• GOAL OF THE EXERCISE
Reproduce every one of the lines below without changing a single character.

• EXERCISE MATERIAL

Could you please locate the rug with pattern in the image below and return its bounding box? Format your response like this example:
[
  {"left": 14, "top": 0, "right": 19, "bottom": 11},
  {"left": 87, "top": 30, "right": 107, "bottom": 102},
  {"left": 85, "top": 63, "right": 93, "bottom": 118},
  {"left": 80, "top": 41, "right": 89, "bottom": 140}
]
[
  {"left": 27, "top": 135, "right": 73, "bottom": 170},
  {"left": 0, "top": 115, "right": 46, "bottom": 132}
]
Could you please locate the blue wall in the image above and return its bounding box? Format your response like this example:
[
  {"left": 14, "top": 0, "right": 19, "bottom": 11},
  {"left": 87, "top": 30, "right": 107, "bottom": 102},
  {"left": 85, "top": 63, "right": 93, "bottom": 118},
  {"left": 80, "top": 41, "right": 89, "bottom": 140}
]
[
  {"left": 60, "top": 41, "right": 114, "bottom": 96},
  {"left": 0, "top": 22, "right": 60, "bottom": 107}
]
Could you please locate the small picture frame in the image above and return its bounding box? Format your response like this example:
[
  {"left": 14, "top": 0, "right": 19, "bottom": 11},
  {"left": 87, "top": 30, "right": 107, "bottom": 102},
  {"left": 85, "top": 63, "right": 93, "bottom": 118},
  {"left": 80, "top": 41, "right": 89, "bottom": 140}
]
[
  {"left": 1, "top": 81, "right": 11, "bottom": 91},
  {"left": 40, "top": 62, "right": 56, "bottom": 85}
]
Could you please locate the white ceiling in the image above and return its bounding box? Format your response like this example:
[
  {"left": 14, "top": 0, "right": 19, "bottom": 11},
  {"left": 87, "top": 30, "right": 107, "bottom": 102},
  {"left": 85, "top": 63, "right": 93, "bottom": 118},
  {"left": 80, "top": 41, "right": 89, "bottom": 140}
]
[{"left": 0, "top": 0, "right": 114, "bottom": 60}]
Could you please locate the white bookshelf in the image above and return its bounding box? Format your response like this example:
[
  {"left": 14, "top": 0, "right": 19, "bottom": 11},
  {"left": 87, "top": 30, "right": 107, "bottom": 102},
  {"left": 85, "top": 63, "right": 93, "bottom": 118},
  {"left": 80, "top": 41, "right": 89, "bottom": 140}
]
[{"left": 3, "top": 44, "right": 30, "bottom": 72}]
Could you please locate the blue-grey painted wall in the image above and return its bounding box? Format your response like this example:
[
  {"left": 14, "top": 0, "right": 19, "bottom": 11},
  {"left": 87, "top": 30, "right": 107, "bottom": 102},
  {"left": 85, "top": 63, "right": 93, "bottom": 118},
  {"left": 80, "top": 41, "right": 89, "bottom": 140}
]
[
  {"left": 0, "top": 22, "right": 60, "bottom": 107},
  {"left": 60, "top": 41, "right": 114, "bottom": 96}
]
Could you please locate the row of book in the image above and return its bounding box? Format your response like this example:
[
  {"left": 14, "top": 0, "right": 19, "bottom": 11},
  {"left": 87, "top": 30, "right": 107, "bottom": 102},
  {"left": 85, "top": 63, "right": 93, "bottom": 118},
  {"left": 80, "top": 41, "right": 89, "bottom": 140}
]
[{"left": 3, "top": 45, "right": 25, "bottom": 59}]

• OUTPUT BELOW
Could you please locate the rug with pattern in the image below and return its bounding box? Format your response like this example:
[
  {"left": 14, "top": 0, "right": 19, "bottom": 11},
  {"left": 87, "top": 30, "right": 107, "bottom": 102},
  {"left": 85, "top": 63, "right": 93, "bottom": 118},
  {"left": 80, "top": 41, "right": 89, "bottom": 140}
]
[
  {"left": 27, "top": 135, "right": 73, "bottom": 170},
  {"left": 0, "top": 115, "right": 46, "bottom": 132}
]
Could you please locate the blue wall in the image above and return its bounding box? Format your response like this example:
[
  {"left": 14, "top": 0, "right": 19, "bottom": 11},
  {"left": 87, "top": 30, "right": 107, "bottom": 102},
  {"left": 85, "top": 63, "right": 93, "bottom": 118},
  {"left": 80, "top": 41, "right": 89, "bottom": 140}
]
[
  {"left": 60, "top": 41, "right": 114, "bottom": 96},
  {"left": 0, "top": 22, "right": 60, "bottom": 107}
]
Could you please locate the small picture frame in the image above and return its bounding box? Format your response like this example:
[
  {"left": 14, "top": 0, "right": 19, "bottom": 11},
  {"left": 87, "top": 30, "right": 107, "bottom": 102},
  {"left": 85, "top": 63, "right": 93, "bottom": 118},
  {"left": 80, "top": 41, "right": 89, "bottom": 140}
]
[
  {"left": 1, "top": 81, "right": 11, "bottom": 91},
  {"left": 40, "top": 62, "right": 56, "bottom": 85}
]
Could you please locate the white ceiling in the image above and return its bounding box? Format your response like this example:
[
  {"left": 14, "top": 0, "right": 19, "bottom": 11},
  {"left": 87, "top": 30, "right": 107, "bottom": 102},
  {"left": 85, "top": 63, "right": 93, "bottom": 118},
  {"left": 80, "top": 41, "right": 89, "bottom": 140}
]
[{"left": 0, "top": 0, "right": 114, "bottom": 60}]
Could you please locate the white bookshelf in the image above and return its bounding box? Format your response like this example:
[
  {"left": 14, "top": 0, "right": 19, "bottom": 11},
  {"left": 87, "top": 30, "right": 107, "bottom": 102},
  {"left": 85, "top": 63, "right": 93, "bottom": 118},
  {"left": 80, "top": 41, "right": 89, "bottom": 140}
]
[{"left": 3, "top": 44, "right": 30, "bottom": 72}]
Could you please locate the blue-grey painted wall in the image above and return its bounding box? Format your response like this example:
[
  {"left": 14, "top": 0, "right": 19, "bottom": 11},
  {"left": 87, "top": 30, "right": 107, "bottom": 102},
  {"left": 85, "top": 63, "right": 93, "bottom": 118},
  {"left": 80, "top": 41, "right": 89, "bottom": 140}
]
[
  {"left": 0, "top": 22, "right": 60, "bottom": 107},
  {"left": 60, "top": 41, "right": 114, "bottom": 96}
]
Could you please locate the row of book in the image above and return its bounding box? Format your response like this example:
[
  {"left": 14, "top": 0, "right": 19, "bottom": 11},
  {"left": 87, "top": 30, "right": 107, "bottom": 102},
  {"left": 85, "top": 63, "right": 93, "bottom": 118},
  {"left": 80, "top": 41, "right": 89, "bottom": 140}
]
[{"left": 3, "top": 45, "right": 25, "bottom": 59}]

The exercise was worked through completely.